Web archives have arrived, at least in the pages of high-profile publications such as the Washington Post and the New Yorker.
An especially fascinating exchange took place in mid-February. Gareth Millward, a research fellow in the Centre for History in Public Health at the London School of Hygiene and Tropical Medicine, published “I tried to use the Internet to do historical research. It was nearly impossible” with the Washington Post. In it, he explained the difficulties of navigating extremely large web archives: search queries returned useless results, not sorted in an ideal fashion (or at all), and that instead historians may need to find smaller circumscribed corpuses or explore metadata.
The response by Andy Jackson, Web Archiving Technical Lead at the British Library, on the British Library’s Web Archive blog was equally illuminating. His piece, “Building a ‘Historical Search Engine’ is No Easy Thing,” is a must-read. He pointed out the different use cases that historians have: simply replicating Google (which excels at letting us know what we need to know in an extremely contemporary context) won’t make sense when querying large bodies of web archived material. He walks us through the various steps of the search engine, and concludes by arguing that we need to think of Macroscopes rather than of search engines (sidenote: having just finished copyedits on a co-authored book subtitled The Historian’s Macroscope, I’m inclined to agree with this metaphor!).

*TASK DIRECTIONS*
In the text about web archives, what title did Gareth Millward give the piece he published with the Washington Post?

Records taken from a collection
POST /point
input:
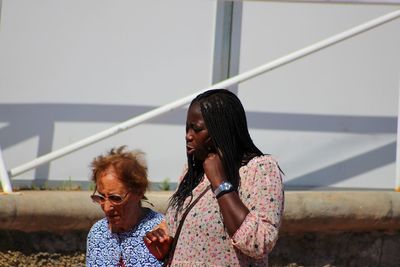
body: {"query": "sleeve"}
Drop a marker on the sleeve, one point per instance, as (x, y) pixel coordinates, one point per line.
(89, 248)
(262, 193)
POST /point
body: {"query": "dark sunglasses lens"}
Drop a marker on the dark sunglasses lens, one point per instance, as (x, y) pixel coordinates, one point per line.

*THE COMPLETED TASK*
“I tried to use the Internet to do historical research. It was nearly impossible”